Governi subprime
Nane Cantatore, AprileOnline, 15 febbraio 2010, 21:52
Economia La Goldman Sachs avrebbe aiutato il governo di Atene a truccare i conti per permettere alla Grecia di rimanere agganciata ai parametri europei: pubblico e privato rivelano una totale osmosi nella gestione della finanza, in un contesto economico dominato dalla finzione
Spiegel (link) e New York Times (link) hanno rivelato che il governo di Atene si sarebbe rivolto alla Goldman Sachs in almeno due occasioni, nel 2001 e nel novembre 2009, per avviare operazioni di maquillage finanziario sul suo debito pubblico. Stando a queste fonti, l'istituto finanziario avrebbe intascato circa 300 milioni di dollari in parcelle per la messa a punto di prodotti finanziari derivati, spesso camuffati da operazioni valutarie, al fine di diluire l'indebitamento delle finanze pubbliche greche. In parole povere, la Grecia avrebbe acquisito liquidità in cambio della cessione di entrate future, senza registrarle come passività: in questo modo, i conti pubblici sono stati pesantemente ritoccati, ma l'indebitamento reale è cresciuto.
Un esempio in questo senso è l'operazione "Aeolos", un prestito del 2001 garantito dagli introiti futuri dei diritti aeroportuali, mentre con "Ariadne" sono stati impegnati nel 2000 i proventi delle lotterie: di fatto, le finanze greche si sono indebitate rinunciando a entrate future, e le due operazioni sono state registrate come vendite e non come prestiti, dunque come entrate e non come uscite. Il bello è che Goldman Sachs ha ceduto in seguito i suoi crediti alla Banca nazionale greca, il principale istituto di credito del Paese, che li ha registrati a nome di una nuova entità denominata Titlos, utilizzando i bond emessi da questo soggetto come garanzia collaterale per ottenere prestiti dalla Bce, con il risultato di un ulteriore appesantimento della situazione finanziaria greca.
---
◆ Compiti
A) Risponda alle seguenti domande sull'articolo:
(i) In quali anni il governo di Atene si sarebbe rivolto alla Goldman Sachs?
(ii) A quanto ammonterebbero le parcelle intascate dall'istituto finanziario?
(iii) Quali proventi sono stati impegnati con l'operazione "Ariadne"?
B) Riscriva il tratto dell'articolo che va da "Un esempio in" fino a "situazione finanziaria greca.", sostituendo "Bce" con "Banca centrale europea".
C) Prosegua l'articolo su Goldman Sachs e i conti pubblici greci dal punto in cui si interrompe.
I dati riportati di seguito sono materiale distinto dall'articolo.

◆ Contenuto dei dati
---
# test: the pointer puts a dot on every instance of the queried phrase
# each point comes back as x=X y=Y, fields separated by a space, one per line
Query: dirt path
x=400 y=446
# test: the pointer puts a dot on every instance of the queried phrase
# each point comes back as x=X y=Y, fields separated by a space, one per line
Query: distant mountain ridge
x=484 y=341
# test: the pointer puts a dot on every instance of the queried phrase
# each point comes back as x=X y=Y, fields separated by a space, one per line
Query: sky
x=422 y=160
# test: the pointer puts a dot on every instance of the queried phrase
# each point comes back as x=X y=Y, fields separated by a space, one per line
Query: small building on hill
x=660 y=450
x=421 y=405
---
◆ Le risposte
A)
(i) Nel 2001 e nel novembre 2009.
(ii) A circa 300 milioni di dollari.
(iii) I proventi delle lotterie.

B)
Un esempio in questo senso è l'operazione "Aeolos", un prestito del 2001 garantito dagli introiti futuri dei diritti aeroportuali, mentre con "Ariadne" sono stati impegnati nel 2000 i proventi delle lotterie: di fatto, le finanze greche si sono indebitate rinunciando a entrate future, e le due operazioni sono state registrate come vendite e non come prestiti, dunque come entrate e non come uscite. Il bello è che Goldman Sachs ha ceduto in seguito i suoi crediti alla Banca nazionale greca, il principale istituto di credito del Paese, che li ha registrati a nome di una nuova entità denominata Titlos, utilizzando i bond emessi da questo soggetto come garanzia collaterale per ottenere prestiti dalla Banca centrale europea, con il risultato di un ulteriore appesantimento della situazione finanziaria greca.

C)
Operazioni del genere, anche se meno spericolate, sono state realizzate dal governo italiano nel 1996, con un paio di trucchetti attuati dal primo governo Prodi per rendere possibile l'ingresso nell'euro, con il risultato di un ulteriore appesantimento degli interessi sul debito. Proprio il peso di questi interessi, del resto, è il problema più grosso per le economie europee in maggiore difficoltà, come la greca, la spagnola e, appunto, la nostra: il salvataggio progettato per l'economia ellenica, se riuscirà a salvaguardare l'euro, si tradurrà comunque in una forte stretta alle finanze pubbliche di quel Paese, e potrà tradursi in una fonte di finanziamento per i Paesi coinvolti nel salvataggio, che devono comunque fare i conti con pesanti previsioni di uscite. Si capisce allora perché la Germania sia così disponibile ad aiutare i greci, anche al di là dei desideri di egemonia continentale.
Questa vicenda dovrebbe, comunque, aprire una riflessione di più ampia portata, che sembra necessaria se si vuole trovare un modo per uscire dalla crisi finanziaria senza ridursi, come gli Stati Uniti di Obama, al passaggio dall'indebitamento dei consumatori a quello pubblico. Se è noto che il rigore monetarista del patto di stabilità ha messo a dura prova la capacità di spesa dei governi continentali, con pesantissimi costi sociali, oggi se ne coglie un altro effetto perverso: proprio l'obbligo di soddisfare i requisiti europei ha indotto alcuni governi, in condizioni di oggettiva difficoltà, a ricorrere a operazioni di cosmesi finanziaria per evitare di pagare prezzi politici troppo elevati. In questo modo, paradossalmente, sono state le regole di bilancio a rendere possibili, se non necessarie, operazioni finanziarie altamente tossiche.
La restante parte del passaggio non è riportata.